### [Data provided]
## START
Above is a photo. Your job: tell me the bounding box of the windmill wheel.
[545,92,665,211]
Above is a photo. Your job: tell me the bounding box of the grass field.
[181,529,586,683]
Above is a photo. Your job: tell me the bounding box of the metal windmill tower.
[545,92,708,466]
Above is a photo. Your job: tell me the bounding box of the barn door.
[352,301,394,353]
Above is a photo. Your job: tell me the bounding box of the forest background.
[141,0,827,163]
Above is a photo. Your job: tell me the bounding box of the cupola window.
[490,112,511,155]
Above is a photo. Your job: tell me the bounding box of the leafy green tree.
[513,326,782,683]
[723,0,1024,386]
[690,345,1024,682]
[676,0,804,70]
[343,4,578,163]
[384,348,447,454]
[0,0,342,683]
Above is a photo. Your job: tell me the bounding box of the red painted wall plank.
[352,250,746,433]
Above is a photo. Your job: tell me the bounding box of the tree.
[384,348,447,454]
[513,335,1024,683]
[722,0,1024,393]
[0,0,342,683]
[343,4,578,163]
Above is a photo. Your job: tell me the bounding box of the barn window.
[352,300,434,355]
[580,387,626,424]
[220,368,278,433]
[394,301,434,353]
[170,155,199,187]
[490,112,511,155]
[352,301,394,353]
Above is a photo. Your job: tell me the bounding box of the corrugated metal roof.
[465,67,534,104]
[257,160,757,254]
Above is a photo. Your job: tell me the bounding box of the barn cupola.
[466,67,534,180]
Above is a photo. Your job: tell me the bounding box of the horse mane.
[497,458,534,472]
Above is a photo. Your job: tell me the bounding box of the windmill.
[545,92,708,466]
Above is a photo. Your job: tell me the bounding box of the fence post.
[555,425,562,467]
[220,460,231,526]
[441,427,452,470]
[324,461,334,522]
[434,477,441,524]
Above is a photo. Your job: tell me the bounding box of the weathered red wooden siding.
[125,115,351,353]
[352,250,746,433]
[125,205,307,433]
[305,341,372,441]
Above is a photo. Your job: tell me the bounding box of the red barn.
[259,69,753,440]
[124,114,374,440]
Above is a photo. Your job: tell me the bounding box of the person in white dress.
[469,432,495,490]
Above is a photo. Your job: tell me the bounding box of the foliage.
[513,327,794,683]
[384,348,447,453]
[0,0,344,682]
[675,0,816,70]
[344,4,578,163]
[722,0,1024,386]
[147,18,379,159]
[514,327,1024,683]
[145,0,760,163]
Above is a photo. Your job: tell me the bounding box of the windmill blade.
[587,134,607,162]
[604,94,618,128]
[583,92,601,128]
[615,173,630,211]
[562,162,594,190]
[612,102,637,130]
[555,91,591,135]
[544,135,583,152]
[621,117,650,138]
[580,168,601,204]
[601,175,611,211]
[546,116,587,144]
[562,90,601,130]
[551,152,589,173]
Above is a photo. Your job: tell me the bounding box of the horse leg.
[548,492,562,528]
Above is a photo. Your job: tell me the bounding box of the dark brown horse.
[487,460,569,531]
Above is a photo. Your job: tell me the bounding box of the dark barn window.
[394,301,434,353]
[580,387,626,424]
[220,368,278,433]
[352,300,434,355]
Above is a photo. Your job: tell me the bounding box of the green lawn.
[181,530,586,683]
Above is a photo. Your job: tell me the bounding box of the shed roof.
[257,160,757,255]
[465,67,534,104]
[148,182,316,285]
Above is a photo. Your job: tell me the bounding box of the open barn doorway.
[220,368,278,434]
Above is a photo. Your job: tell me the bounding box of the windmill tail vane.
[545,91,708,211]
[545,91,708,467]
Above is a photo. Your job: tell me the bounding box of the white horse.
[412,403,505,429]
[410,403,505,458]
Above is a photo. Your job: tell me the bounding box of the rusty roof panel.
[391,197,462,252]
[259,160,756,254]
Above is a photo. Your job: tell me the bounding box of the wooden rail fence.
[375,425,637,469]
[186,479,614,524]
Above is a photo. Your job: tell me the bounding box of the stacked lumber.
## END
## START
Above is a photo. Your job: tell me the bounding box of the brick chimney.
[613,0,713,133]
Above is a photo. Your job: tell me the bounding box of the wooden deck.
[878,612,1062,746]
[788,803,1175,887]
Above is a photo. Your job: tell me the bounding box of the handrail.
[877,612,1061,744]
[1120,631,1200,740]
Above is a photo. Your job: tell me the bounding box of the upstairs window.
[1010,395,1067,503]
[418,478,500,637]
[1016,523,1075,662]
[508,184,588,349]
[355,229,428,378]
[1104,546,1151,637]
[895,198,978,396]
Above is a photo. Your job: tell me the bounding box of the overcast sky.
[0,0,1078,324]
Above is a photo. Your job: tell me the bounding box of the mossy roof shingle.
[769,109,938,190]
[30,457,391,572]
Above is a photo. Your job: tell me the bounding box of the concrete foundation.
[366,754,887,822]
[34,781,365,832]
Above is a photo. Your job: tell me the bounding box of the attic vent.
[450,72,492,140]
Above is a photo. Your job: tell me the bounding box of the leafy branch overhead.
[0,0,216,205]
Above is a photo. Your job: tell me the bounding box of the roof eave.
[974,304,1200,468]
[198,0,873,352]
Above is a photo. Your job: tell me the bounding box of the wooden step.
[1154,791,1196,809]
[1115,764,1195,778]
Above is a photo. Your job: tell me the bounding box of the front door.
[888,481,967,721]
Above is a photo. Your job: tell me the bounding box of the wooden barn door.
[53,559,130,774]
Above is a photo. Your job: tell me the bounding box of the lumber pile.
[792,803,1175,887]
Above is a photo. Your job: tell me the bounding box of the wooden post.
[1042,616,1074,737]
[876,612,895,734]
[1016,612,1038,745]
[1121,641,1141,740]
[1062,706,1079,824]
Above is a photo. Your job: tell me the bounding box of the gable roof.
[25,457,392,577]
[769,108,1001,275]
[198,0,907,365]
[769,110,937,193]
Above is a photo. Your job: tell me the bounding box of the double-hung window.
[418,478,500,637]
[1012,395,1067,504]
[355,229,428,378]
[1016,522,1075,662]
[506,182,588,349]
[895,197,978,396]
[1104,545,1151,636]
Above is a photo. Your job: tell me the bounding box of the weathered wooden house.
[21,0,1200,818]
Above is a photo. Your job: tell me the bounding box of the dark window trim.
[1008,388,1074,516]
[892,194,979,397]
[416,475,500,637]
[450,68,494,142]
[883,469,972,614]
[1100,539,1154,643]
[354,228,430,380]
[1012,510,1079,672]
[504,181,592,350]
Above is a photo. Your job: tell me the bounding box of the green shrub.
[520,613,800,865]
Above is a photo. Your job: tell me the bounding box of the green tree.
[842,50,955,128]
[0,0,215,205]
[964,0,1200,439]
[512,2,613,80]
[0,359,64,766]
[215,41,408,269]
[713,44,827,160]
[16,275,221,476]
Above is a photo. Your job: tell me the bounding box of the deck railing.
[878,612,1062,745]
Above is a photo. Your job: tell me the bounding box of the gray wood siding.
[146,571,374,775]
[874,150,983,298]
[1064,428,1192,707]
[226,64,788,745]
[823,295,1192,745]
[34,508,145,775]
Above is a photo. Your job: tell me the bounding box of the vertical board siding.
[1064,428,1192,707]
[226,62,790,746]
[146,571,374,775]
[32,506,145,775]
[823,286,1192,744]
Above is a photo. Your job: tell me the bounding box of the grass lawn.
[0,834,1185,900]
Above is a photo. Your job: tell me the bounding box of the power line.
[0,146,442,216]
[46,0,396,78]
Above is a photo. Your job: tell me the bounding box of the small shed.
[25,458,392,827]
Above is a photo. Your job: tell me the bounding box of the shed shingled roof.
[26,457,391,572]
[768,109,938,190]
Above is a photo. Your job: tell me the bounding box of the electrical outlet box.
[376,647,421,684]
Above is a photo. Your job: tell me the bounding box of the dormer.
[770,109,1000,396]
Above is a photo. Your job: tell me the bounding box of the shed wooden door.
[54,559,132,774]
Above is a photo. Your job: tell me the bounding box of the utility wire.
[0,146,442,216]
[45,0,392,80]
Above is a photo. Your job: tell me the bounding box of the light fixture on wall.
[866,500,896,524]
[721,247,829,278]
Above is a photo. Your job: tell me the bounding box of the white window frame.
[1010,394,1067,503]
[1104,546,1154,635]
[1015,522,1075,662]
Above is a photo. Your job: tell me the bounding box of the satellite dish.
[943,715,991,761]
## END
## START
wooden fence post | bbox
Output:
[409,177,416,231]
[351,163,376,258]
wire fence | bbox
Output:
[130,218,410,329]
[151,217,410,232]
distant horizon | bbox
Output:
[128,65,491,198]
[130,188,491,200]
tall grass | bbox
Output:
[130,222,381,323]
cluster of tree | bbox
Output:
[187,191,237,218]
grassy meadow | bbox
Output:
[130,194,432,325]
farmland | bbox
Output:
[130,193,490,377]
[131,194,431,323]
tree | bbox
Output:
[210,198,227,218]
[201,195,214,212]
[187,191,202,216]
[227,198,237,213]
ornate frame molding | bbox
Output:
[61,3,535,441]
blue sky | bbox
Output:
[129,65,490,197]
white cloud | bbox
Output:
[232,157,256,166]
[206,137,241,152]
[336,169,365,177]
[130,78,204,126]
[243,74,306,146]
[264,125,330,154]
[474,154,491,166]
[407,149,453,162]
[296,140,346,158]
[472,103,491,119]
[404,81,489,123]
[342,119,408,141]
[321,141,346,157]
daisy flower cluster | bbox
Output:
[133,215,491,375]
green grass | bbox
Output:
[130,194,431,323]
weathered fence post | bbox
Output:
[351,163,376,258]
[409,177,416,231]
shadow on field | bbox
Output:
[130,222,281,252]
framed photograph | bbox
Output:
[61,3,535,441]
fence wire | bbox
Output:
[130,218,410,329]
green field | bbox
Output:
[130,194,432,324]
## END
### [Instructions to follow]
Render the listing lines as a Markdown table with the columns Row and Listing line, numbering each row and skipping any blank lines. Start at the line containing "fixture on wall." and end after the line containing "[943,715,991,761]", and include only those lines.

### [Task response]
| Row | Listing line |
|---|---|
| 1 | Above is a photo. Your job: tell me the bounding box of the light fixture on wall. |
| 2 | [866,500,896,524] |
| 3 | [721,247,829,278] |
| 4 | Above is a photo. Your job: tell me the bounding box of the white window frame. |
| 5 | [1010,394,1067,503] |
| 6 | [1104,546,1154,635] |
| 7 | [1015,522,1075,662] |
| 8 | Above is a photo. Your job: tell me the bounding box of the satellite dish. |
| 9 | [943,715,991,761] |